SOURCE EXTRACT >>

⟨

A web crawling app that seeks out media files, and stores their location, context and MD5 hash in easy-to-query redis sets. Data can be pulled out ‘by checksum’, giving URI locations and context pages for specific files. Data can also be viewed by size, URI, and by site. Files that appear on multiple pages, or accross multiple sites can also be easily singled out.
1. Sort out your environment
$ gem install bundler
$ bundle install
2. Make sure it passes its tests
$ rake
3. Clean out your redis…
$ bundle exec ruby bin/FLUSH
4. CRAWL
$ bundle exec ruby bin/run http://site.com
Options are located in ./options.rb
.
$options.datastore
: Takes an integer representing the desired Redis db.
$options.global_prefix
: A string placed at the start of all keys, to avoid collisions if your app shares a db with others.
$options.page_delay
: Delay between pages when crawling sites.

⟩

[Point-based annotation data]
⟨

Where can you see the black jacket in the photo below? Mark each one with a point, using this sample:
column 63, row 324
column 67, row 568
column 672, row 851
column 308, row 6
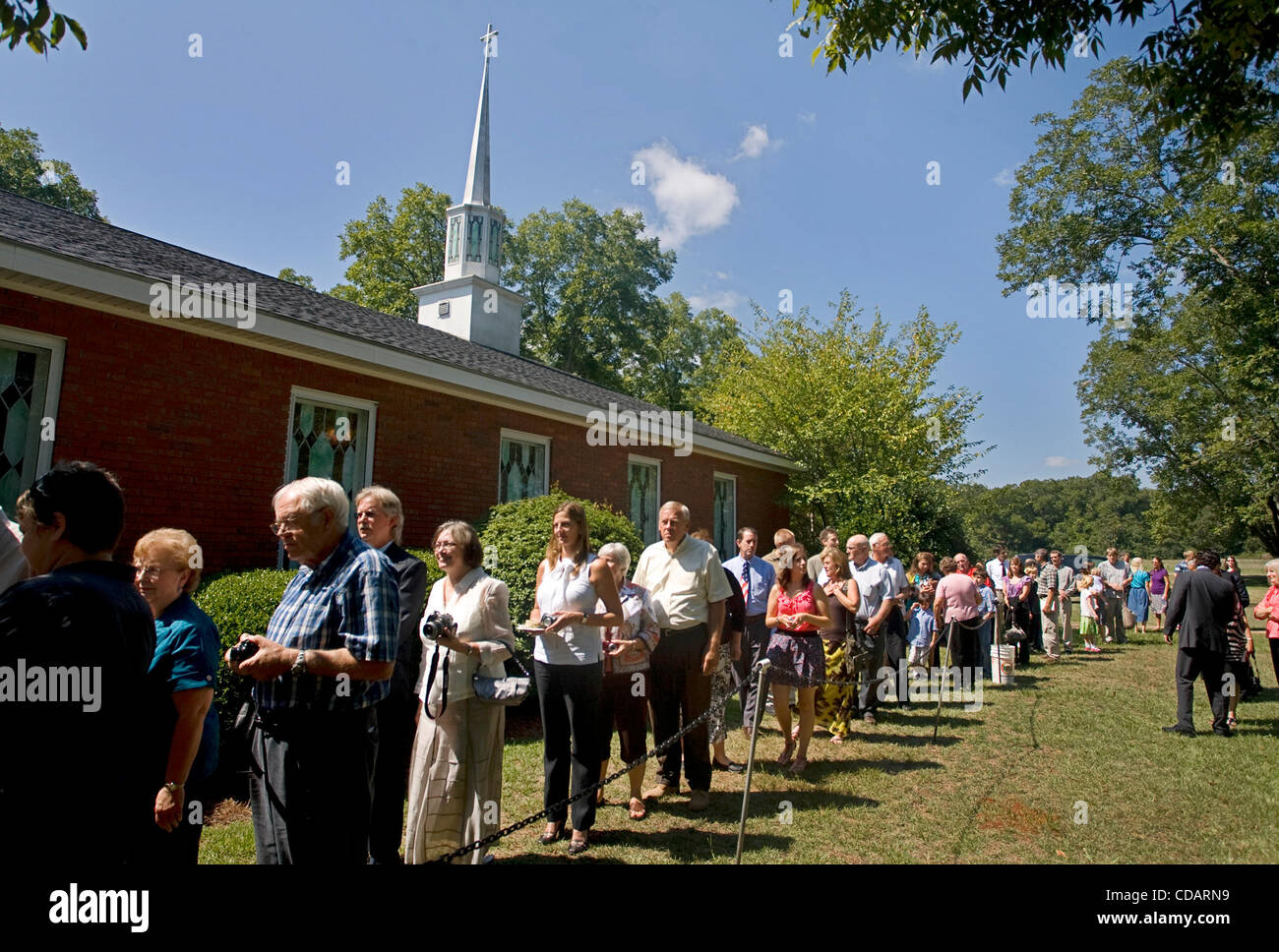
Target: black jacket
column 1202, row 605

⟩

DIRECTIONS >>
1. In the crawler readme, where are the options located?
2. Write out the crawler readme again, starting with "A web crawling" and going on through "desired Redis db.", and switch "MD5" to "SHA-1".
3. Pick up the crawler readme after its last line and continue it.

RESULTS >>
1. The options are located in ./options.rb.

2.
A web crawling app that seeks out media files, and stores their location, context and SHA-1 hash in easy-to-query redis sets. Data can be pulled out ‘by checksum’, giving URI locations and context pages for specific files. Data can also be viewed by size, URI, and by site. Files that appear on multiple pages, or accross multiple sites can also be easily singled out.
1. Sort out your environment
$ gem install bundler
$ bundle install
2. Make sure it passes its tests
$ rake
3. Clean out your redis…
$ bundle exec ruby bin/FLUSH
4. CRAWL
$ bundle exec ruby bin/run http://site.com
Options are located in ./options.rb
.
$options.datastore
: Takes an integer representing the desired Redis db.

3.
Additional configuration may be necessary for appropirate slurping out of file paths. This can be altered in ./lib/audit_tentacles/slurp.rb.
. In this class you can see exclusions for certain url paths and filetypes etc. Adjust to suit your requirements. This is a messy class.
A TKI specific cookie-grabbing function (SSOAuth.get_cookies) passes a hash of cookies in to the crawler via a Mechanize action that clicks the first form submission button it sees. This wont be desirable behaviour is many cases :D. Disable by removing :cookies => SSOAuth.get_cookies(site)
from the options hash in ./lib/audit_tentacles/crawler.rb
.